PAGE EXCERPT »
[Begin]

SALF308A - Automatic interest and late payment penalties: late payment penalties on unpaid Income Tax and Capital Gains Tax for 2010-11 onwards

Background

This page describes the financial penalties for failing to pay Income Tax and Capital Gains Tax on time for the tax year 2010-11 and any subsequent tax year. The relevant legislation is in Schedule 56 Finance Act 2009.

SALF307 describes the penalties for failing to pay Income Tax and Capital Gains Tax on time for the tax year 2009-10 and any earlier tax year. The rules set out in SALF307 apply to any late paid tax for 2009-10 or an earlier year irrespective of when the tax was charged.

A late payment penalty will arise on any tax paid late

Paragraph 1 Schedule 56 FA 2009

The self assessment system is based on voluntary compliance. So it is essential that those taxpayers who pay the right amount of tax at the right time feel confident that the system does not reward non-compliance in any way.

However, the interest charged on late payments is not a penalty. It is designed to cancel the immediate financial advantage for those who pay late over those who pay on time.

So, in addition to any interest that may arise on tax paid late there is also a scheme of late payment penalties to encourage prompt payment. A late payment penalty is payable in respect of any tax (including capital gains tax or student loan repayments) which:

  • is shown as due in any self assessment (whether calculated by the taxpayer or HMRC) but which is not covered by any payment on account or balancing payments made (Section 59B)
  • in the context of a formal enquiry is shown as due in an amended self assessment, or discovery assessment, but which is not postponed pending an appeal (Section 55 - see SALF400).

The late payment penalty is also payable on any Class 4 NICs unpaid as if those contributions were income tax chargeable under Chapter 2 of Part 2 of the Income Tax (Trading and Other Income) Act 2005 (S16(1) Social Security Contributions and Benefits Act, 1992).

[End]

EXERCISE TASKS »
- A) For the page on late payment penalties, decide whether each statement agrees with it: (i) The interest charged on late payments counts as a penalty. (ii) The legislation for these penalties from 2010-11 onward is in Schedule 56 Finance Act 2009. (iii) Unpaid Class 4 NICs can incur the late payment penalty. For each, answer yes or no and quote the deciding words of the page.
- B) Please duplicate the page on late payment penalties word for word, starting at "So, in addition" and ending at "Benefits Act, 1992).".

RECORDS »
[Begin]

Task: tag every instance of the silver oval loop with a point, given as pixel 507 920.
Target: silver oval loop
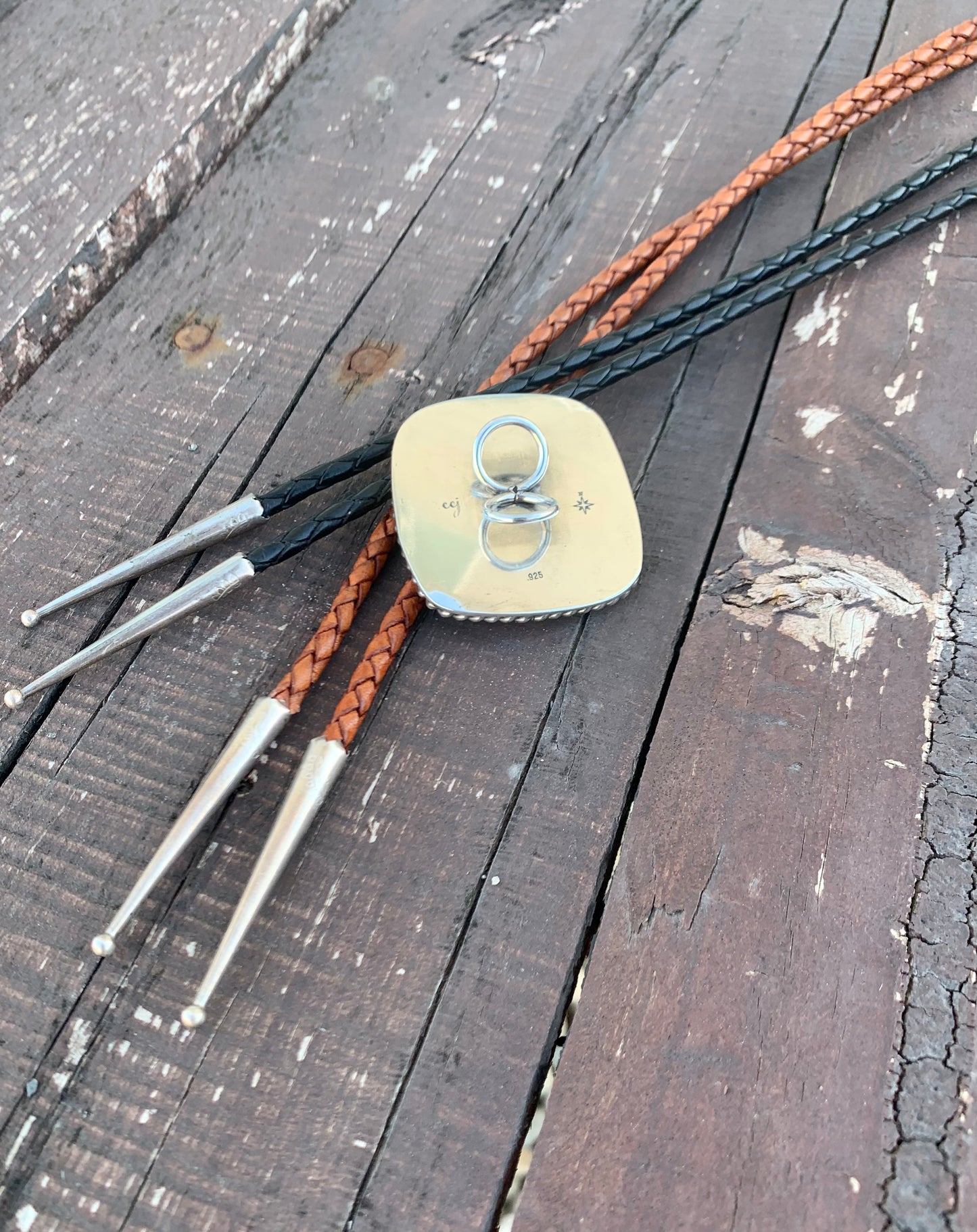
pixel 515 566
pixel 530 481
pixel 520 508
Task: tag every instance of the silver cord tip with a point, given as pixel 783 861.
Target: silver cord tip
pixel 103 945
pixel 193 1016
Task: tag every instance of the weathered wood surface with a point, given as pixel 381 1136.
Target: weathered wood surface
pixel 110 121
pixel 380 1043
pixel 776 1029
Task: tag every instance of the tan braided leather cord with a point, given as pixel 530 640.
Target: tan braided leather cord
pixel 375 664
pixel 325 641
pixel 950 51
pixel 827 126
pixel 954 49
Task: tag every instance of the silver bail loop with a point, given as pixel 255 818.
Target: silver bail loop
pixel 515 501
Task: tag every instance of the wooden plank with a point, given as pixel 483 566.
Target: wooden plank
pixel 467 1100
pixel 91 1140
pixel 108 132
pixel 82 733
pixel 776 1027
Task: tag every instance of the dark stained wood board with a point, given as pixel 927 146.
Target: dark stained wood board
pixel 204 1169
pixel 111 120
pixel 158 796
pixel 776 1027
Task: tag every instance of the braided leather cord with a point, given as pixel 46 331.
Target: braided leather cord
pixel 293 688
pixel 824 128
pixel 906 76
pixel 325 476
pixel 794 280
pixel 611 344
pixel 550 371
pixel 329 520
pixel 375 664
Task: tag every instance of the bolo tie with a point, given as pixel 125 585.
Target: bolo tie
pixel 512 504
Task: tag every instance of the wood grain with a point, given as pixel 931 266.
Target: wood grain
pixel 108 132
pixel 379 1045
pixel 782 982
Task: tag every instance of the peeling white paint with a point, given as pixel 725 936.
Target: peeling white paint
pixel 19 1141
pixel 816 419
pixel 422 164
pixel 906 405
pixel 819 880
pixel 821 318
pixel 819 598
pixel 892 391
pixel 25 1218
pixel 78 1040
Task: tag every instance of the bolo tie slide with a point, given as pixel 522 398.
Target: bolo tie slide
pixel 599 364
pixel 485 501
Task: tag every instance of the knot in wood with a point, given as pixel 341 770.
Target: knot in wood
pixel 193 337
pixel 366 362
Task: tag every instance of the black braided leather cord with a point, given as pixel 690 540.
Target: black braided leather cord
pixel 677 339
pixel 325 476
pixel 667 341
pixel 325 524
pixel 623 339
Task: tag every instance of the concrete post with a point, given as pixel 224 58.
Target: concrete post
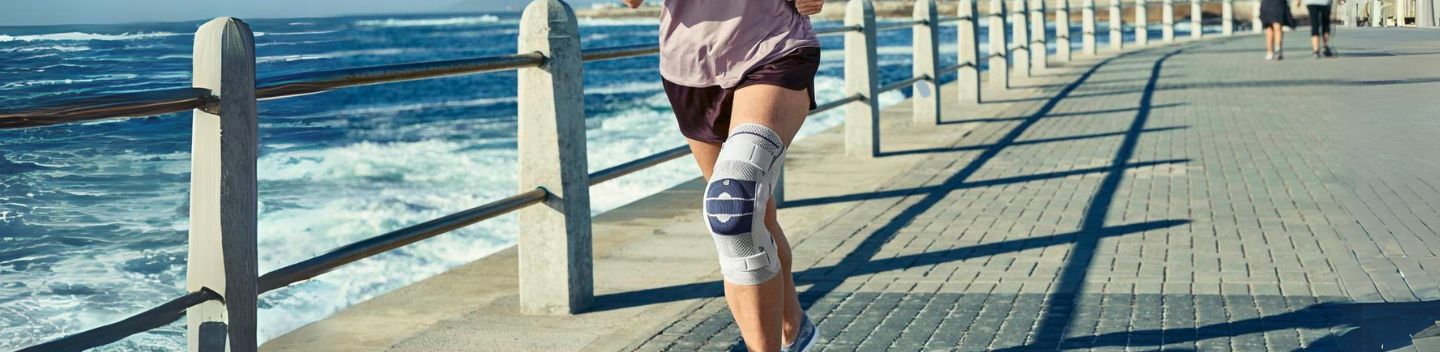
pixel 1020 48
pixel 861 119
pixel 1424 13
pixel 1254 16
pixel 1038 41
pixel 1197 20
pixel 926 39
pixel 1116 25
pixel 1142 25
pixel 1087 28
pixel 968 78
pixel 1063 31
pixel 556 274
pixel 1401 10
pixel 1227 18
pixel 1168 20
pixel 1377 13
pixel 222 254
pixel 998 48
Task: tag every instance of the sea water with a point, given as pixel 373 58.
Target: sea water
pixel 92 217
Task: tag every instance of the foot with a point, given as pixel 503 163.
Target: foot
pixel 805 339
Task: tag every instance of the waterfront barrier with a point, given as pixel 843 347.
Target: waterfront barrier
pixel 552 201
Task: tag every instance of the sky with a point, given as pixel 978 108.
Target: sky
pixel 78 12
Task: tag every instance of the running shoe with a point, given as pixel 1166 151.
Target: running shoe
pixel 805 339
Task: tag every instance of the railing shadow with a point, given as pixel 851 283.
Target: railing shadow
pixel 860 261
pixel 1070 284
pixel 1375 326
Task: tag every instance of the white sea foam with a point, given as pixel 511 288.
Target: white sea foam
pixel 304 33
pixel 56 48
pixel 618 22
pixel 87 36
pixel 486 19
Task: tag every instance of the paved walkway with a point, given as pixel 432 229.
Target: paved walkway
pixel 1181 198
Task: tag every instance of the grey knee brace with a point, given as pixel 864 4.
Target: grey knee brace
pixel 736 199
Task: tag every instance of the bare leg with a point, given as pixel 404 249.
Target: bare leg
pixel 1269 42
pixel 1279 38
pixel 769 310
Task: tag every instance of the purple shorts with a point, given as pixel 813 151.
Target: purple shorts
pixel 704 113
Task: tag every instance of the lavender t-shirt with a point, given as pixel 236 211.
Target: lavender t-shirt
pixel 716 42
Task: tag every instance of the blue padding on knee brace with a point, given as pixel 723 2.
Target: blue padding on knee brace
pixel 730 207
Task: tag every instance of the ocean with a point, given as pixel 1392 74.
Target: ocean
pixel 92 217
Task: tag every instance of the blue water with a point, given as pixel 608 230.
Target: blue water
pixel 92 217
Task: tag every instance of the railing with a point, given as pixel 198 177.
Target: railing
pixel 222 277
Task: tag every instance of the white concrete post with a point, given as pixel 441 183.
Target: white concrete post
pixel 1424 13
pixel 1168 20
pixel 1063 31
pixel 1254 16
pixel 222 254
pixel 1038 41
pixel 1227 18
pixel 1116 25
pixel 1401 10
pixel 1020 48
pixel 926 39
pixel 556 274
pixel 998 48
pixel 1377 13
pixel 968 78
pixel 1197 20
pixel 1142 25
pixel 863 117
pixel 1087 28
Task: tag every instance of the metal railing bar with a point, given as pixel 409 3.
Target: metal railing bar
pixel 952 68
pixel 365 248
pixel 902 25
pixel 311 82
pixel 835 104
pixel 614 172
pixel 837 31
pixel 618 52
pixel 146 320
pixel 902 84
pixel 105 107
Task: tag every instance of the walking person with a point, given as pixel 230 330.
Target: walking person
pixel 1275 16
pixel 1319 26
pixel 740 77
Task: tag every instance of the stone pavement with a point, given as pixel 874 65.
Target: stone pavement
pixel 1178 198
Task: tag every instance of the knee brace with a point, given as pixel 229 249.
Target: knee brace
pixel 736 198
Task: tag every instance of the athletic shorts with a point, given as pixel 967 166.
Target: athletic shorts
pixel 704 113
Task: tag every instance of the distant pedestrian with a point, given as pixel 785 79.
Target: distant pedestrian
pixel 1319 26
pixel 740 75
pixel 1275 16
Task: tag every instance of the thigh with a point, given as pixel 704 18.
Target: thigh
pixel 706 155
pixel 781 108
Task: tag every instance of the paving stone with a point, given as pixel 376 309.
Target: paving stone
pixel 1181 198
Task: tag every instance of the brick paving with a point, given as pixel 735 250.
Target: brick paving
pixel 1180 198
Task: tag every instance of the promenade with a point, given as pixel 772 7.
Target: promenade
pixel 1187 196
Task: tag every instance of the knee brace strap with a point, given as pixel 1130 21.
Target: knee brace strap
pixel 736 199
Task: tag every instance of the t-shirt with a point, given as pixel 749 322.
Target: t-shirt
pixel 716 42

[End]
[Begin]

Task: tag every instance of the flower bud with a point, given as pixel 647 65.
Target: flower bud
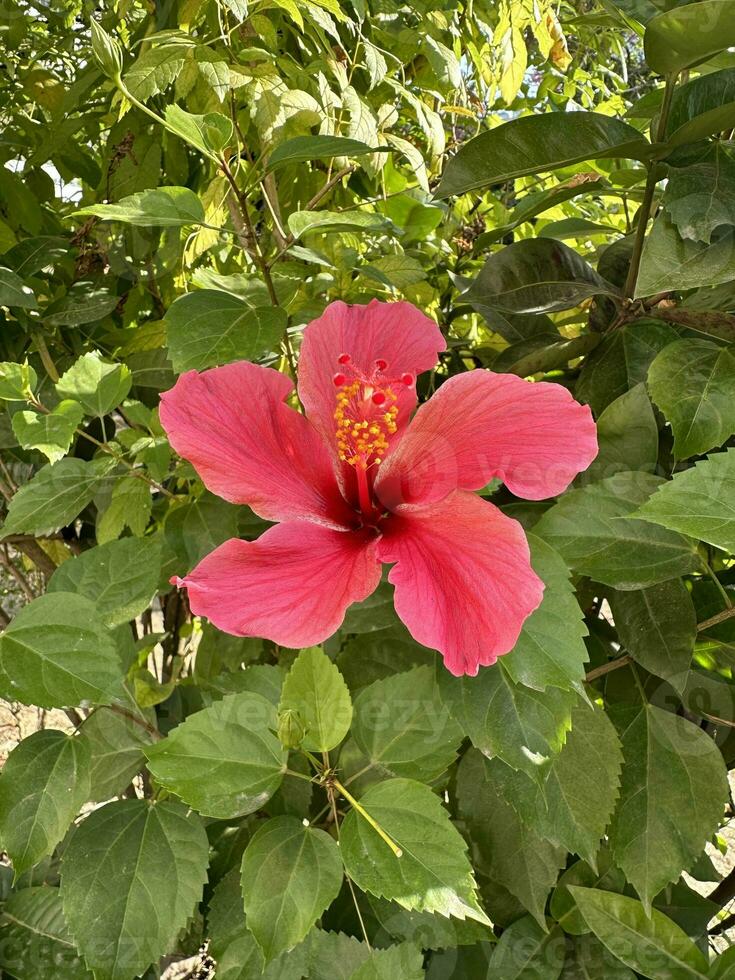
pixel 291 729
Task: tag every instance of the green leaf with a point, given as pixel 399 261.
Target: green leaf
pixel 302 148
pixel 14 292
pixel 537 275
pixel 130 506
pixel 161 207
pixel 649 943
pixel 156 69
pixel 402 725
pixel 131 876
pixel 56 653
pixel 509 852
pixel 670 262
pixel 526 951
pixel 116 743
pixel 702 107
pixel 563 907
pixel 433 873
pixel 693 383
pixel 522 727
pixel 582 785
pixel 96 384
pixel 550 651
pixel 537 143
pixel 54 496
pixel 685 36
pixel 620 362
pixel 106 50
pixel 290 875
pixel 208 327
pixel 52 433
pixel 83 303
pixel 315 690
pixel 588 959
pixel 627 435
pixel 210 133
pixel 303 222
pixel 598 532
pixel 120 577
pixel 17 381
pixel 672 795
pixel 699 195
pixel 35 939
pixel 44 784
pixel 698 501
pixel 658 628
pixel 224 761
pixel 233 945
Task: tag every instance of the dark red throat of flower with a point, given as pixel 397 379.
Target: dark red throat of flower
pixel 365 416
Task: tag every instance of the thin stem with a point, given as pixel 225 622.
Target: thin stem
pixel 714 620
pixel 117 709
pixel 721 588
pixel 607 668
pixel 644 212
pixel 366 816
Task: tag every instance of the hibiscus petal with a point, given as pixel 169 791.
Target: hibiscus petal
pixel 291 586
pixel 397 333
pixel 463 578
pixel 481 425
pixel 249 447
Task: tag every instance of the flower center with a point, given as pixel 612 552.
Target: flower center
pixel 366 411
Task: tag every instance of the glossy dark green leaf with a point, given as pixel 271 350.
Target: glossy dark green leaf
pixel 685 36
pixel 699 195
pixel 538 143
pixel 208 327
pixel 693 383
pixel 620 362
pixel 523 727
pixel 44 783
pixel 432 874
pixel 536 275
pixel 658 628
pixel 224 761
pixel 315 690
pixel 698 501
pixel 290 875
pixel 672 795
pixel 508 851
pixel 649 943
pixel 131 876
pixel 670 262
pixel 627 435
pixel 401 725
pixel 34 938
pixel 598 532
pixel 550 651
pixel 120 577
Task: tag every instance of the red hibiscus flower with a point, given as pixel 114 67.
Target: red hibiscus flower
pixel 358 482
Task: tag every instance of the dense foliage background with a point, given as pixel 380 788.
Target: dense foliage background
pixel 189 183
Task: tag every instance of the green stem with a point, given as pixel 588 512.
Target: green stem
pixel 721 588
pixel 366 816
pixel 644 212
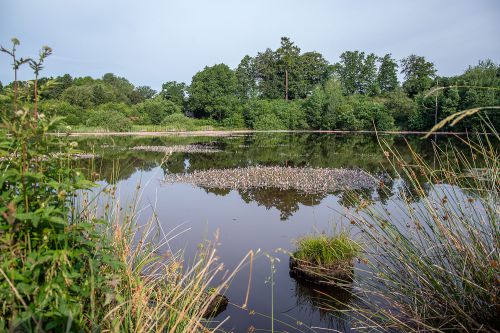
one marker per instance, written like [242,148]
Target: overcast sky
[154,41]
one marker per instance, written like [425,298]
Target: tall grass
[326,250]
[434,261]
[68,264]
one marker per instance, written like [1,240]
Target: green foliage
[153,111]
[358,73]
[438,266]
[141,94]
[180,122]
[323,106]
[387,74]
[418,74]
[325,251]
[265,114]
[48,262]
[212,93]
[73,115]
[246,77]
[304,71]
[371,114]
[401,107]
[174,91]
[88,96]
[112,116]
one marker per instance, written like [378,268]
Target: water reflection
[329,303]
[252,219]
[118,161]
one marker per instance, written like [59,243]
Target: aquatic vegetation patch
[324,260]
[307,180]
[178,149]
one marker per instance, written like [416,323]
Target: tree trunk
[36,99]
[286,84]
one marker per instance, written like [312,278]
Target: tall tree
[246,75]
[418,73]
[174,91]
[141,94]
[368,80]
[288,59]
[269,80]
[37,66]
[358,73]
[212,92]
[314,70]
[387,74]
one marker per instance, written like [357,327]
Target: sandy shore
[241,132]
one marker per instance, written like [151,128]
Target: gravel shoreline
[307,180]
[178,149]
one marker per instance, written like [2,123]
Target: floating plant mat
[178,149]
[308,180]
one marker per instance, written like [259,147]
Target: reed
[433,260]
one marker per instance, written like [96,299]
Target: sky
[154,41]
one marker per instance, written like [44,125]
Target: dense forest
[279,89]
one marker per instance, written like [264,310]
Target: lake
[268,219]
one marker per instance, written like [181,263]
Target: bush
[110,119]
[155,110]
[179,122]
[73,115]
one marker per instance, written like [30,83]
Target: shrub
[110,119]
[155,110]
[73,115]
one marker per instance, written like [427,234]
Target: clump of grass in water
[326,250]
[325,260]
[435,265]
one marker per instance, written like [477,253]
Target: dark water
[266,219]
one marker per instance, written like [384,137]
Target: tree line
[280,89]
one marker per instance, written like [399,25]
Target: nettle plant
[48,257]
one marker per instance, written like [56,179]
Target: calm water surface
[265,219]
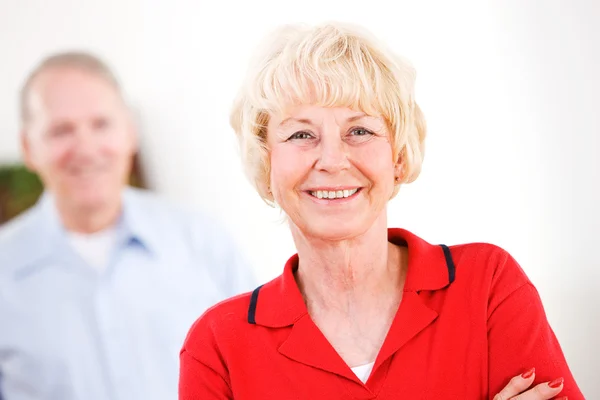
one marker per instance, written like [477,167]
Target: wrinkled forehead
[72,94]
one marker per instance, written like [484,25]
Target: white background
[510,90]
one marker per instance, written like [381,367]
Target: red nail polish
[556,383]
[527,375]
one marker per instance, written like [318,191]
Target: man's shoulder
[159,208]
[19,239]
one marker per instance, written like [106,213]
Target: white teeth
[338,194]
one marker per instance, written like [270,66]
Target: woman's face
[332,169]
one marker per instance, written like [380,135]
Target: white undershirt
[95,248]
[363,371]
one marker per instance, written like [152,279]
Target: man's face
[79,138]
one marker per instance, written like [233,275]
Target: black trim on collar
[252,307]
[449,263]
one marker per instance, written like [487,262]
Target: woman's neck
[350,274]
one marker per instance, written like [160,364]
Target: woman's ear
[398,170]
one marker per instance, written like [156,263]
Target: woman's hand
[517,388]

[End]

OUTPUTS FOR THE TASKS »
- A)
(i) No: "the interest charged on late payments is not a penalty."
(ii) Yes: "The relevant legislation is in Schedule 56 Finance Act 2009."
(iii) Yes: "The late payment penalty is also payable on any Class 4 NICs unpaid"

- B)
So, in addition to any interest that may arise on tax paid late there is also a scheme of late payment penalties to encourage prompt payment. A late payment penalty is payable in respect of any tax (including capital gains tax or student loan repayments) which:

  • is shown as due in any self assessment (whether calculated by the taxpayer or HMRC) but which is not covered by any payment on account or balancing payments made (Section 59B)
  • in the context of a formal enquiry is shown as due in an amended self assessment, or discovery assessment, but which is not postponed pending an appeal (Section 55 - see SALF400).

The late payment penalty is also payable on any Class 4 NICs unpaid as if those contributions were income tax chargeable under Chapter 2 of Part 2 of the Income Tax (Trading and Other Income) Act 2005 (S16(1) Social Security Contributions and Benefits Act, 1992).